Records supplied =>
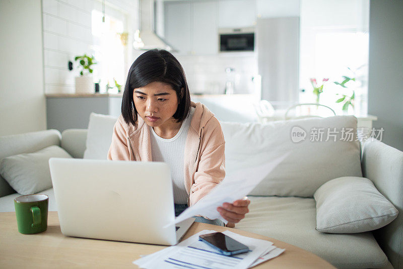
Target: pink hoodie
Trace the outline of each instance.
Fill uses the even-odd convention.
[[[225,176],[225,141],[214,114],[201,103],[195,107],[185,145],[184,178],[190,206],[205,196]],[[141,117],[136,125],[120,115],[113,128],[108,159],[152,161],[148,126]]]

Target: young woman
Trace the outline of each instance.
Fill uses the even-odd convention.
[[[149,50],[133,63],[121,111],[108,159],[168,164],[176,216],[224,179],[225,142],[220,123],[206,106],[190,101],[183,69],[168,51]],[[228,227],[234,227],[248,212],[249,202],[245,197],[217,210]],[[219,220],[196,219],[222,225]]]

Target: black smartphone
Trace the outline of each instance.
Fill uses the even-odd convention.
[[[232,256],[249,251],[249,248],[222,233],[213,233],[199,236],[199,240],[226,256]]]

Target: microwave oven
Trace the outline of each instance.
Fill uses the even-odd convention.
[[[220,52],[253,51],[254,49],[253,28],[223,28],[219,30]]]

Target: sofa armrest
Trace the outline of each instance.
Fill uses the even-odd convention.
[[[69,129],[61,133],[61,147],[74,158],[83,158],[87,143],[86,129]]]
[[[0,159],[18,154],[37,151],[53,145],[59,145],[60,132],[45,130],[0,137]],[[0,197],[16,191],[0,176]]]
[[[403,268],[403,152],[376,140],[363,147],[363,176],[397,208],[397,218],[374,231],[378,244],[394,268]]]

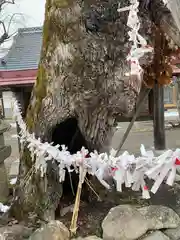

Short task =>
Gather every line of the records that contains the string "Target". Matching is case-sensitive.

Expected answer =>
Target: pink hoodie
Target: young woman
Target: black smartphone
Target: microwave oven
Target: sofa armrest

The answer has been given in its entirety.